THE PROBLEM:
From the entries below, copy out all lines holding "sofa".

┌─ DATA TO EXAMINE

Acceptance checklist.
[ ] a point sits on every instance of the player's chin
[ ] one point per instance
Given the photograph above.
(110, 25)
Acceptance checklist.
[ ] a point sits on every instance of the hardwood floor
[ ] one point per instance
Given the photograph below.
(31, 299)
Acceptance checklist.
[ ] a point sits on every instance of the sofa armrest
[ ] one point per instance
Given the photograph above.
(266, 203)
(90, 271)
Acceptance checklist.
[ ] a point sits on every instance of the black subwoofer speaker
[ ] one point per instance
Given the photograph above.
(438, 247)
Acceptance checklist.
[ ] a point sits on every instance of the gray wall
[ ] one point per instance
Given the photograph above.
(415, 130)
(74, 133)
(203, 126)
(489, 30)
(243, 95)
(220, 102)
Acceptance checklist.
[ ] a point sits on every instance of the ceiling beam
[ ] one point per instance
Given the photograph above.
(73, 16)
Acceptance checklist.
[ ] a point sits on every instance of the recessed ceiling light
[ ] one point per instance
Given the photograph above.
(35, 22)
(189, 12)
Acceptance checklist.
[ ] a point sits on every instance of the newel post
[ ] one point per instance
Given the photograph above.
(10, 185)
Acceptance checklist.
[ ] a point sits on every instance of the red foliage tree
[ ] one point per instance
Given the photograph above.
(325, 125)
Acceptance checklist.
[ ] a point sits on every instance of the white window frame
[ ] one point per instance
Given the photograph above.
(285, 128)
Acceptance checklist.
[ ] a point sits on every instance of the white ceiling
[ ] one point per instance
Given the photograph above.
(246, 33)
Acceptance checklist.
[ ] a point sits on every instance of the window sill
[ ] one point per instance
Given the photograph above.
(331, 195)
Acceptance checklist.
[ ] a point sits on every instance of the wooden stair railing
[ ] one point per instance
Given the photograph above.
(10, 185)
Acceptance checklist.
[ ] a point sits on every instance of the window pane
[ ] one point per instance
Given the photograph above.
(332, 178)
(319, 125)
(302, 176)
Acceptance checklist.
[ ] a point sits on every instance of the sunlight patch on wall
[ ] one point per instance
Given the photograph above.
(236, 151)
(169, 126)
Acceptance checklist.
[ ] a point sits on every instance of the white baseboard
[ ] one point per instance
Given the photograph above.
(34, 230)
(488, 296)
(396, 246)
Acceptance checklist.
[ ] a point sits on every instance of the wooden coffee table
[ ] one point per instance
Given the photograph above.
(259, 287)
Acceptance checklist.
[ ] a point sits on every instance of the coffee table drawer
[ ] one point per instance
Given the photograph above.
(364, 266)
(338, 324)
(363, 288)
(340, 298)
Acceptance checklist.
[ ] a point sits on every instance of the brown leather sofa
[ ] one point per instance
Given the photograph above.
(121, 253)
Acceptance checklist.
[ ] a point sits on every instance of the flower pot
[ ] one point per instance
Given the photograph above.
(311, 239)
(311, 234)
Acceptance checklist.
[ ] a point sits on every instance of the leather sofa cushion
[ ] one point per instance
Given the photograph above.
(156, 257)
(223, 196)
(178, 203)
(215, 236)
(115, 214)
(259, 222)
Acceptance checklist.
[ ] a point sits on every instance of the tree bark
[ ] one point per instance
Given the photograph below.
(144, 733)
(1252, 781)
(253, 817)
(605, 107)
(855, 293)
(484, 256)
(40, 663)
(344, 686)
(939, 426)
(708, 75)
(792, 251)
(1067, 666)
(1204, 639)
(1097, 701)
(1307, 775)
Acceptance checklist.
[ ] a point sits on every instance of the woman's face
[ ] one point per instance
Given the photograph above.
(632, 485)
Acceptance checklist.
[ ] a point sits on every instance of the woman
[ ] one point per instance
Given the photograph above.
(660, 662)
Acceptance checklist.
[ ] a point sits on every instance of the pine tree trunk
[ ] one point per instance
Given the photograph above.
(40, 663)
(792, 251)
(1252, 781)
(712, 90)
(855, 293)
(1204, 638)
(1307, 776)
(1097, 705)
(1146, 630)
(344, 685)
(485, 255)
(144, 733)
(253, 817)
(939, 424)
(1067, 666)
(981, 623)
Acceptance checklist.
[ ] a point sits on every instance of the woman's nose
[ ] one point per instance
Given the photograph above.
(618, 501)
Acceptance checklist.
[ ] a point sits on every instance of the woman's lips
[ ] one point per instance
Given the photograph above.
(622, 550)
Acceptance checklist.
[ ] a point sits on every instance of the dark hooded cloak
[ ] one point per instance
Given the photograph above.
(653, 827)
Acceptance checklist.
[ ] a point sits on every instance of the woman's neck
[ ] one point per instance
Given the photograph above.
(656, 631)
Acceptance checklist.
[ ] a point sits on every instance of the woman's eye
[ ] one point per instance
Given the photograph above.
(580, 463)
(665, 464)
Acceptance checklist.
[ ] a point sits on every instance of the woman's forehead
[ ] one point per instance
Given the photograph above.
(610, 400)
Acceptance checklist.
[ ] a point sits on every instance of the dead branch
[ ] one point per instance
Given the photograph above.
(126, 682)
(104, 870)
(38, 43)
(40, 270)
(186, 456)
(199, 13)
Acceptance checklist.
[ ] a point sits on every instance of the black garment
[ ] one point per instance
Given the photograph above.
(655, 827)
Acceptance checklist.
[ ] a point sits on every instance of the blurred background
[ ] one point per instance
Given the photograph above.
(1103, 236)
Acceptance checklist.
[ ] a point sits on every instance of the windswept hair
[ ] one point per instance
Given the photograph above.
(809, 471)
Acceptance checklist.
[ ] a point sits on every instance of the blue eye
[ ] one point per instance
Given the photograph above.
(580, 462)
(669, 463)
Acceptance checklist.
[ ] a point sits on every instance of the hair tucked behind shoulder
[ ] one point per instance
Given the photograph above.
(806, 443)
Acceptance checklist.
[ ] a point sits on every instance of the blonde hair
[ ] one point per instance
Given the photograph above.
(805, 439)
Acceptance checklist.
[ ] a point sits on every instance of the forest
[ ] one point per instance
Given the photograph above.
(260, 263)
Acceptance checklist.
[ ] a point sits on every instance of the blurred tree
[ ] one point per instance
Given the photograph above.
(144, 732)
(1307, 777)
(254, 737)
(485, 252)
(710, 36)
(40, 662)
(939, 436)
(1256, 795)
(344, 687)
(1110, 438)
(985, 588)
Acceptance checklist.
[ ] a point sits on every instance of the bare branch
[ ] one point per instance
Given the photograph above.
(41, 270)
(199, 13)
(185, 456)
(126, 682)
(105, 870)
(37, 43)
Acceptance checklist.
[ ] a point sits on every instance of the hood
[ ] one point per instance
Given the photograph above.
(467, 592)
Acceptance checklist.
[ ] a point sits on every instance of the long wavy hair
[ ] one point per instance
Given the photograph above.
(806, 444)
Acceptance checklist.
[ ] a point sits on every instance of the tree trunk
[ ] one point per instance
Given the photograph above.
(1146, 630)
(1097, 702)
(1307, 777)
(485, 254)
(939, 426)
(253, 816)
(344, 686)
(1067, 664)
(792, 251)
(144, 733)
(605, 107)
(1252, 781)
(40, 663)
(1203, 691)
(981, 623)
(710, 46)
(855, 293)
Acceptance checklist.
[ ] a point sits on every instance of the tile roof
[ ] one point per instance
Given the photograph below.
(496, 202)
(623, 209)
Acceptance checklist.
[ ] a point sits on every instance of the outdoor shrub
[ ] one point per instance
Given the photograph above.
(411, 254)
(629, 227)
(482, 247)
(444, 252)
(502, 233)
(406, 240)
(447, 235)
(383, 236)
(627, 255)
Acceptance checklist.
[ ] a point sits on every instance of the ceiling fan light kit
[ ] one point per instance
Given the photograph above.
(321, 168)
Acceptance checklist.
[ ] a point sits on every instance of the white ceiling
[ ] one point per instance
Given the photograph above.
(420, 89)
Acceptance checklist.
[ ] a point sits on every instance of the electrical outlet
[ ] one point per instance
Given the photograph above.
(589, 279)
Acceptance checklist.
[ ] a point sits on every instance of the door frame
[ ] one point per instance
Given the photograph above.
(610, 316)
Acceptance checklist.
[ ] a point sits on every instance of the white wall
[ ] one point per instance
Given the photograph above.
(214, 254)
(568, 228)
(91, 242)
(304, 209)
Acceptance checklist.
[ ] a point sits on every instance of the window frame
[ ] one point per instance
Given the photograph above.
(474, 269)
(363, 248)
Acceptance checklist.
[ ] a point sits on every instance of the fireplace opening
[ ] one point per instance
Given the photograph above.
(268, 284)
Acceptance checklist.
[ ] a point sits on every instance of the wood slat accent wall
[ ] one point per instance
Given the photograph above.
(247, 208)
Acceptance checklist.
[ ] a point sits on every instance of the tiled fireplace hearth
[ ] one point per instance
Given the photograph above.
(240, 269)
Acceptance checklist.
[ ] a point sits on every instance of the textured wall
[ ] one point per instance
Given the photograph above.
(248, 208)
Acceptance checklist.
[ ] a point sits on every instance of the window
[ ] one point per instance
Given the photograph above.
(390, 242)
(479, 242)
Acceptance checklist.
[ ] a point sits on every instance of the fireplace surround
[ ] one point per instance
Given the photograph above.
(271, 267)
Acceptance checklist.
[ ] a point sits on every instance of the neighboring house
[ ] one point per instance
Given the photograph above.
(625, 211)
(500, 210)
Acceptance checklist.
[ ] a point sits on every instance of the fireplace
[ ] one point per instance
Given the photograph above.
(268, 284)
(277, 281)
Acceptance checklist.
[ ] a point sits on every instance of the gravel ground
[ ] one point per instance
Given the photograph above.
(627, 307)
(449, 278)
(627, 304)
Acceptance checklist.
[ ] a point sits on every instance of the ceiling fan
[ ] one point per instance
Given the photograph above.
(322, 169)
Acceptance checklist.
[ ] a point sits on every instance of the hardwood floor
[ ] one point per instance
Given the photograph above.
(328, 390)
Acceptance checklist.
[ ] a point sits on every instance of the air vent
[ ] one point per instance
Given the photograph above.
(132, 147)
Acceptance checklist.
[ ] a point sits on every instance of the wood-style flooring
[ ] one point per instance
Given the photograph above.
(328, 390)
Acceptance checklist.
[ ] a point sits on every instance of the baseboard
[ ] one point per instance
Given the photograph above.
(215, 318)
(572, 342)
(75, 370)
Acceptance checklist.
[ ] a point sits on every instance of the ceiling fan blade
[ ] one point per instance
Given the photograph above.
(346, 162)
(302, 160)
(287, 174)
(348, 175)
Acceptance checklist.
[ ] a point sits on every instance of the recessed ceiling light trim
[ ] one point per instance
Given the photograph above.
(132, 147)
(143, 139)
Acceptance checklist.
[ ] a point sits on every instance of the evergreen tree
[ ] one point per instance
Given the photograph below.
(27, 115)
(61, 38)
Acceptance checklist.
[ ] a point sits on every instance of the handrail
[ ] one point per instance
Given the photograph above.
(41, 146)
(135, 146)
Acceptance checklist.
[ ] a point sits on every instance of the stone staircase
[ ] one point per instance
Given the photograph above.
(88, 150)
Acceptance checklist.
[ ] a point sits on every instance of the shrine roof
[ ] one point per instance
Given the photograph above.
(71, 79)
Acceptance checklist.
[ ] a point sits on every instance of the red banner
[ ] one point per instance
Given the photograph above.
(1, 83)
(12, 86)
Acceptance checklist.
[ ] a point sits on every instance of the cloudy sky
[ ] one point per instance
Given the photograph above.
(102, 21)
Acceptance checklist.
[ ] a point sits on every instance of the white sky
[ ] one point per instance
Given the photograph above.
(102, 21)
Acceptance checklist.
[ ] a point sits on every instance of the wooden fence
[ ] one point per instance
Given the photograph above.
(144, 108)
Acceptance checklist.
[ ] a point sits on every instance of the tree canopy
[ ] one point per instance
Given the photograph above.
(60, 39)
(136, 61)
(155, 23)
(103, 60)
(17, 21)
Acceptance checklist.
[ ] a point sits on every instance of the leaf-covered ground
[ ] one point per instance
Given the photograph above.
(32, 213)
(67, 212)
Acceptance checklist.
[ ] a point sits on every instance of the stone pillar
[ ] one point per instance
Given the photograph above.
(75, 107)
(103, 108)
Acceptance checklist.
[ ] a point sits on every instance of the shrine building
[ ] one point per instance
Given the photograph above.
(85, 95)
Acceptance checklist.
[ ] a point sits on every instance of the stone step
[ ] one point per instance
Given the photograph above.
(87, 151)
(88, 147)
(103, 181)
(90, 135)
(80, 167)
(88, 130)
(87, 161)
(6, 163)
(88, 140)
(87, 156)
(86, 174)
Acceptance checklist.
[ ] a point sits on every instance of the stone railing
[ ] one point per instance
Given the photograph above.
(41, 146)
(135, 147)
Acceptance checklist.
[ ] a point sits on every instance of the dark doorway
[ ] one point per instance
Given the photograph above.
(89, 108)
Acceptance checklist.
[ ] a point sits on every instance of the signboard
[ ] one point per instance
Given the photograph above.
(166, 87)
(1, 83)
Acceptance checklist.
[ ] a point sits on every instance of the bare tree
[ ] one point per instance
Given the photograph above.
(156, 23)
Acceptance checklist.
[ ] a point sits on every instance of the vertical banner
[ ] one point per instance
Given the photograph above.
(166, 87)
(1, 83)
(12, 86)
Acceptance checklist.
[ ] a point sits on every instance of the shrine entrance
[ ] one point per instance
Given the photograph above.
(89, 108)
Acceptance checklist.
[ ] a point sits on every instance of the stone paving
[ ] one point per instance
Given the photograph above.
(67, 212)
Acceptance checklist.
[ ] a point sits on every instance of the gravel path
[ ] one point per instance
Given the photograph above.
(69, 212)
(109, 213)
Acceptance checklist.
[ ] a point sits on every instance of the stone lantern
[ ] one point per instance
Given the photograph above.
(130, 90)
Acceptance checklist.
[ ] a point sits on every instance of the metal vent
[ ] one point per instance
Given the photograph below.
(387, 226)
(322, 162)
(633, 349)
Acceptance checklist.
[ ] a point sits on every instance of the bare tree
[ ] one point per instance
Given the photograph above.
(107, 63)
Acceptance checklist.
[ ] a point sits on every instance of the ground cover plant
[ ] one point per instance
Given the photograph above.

└─

RESPONSE AREA:
[ ] a point sits on every instance of the sofa armrest
[ ] a point sits on every instance of the brown leather sofa
[ ] a point sits on every instance of the leather sofa cushion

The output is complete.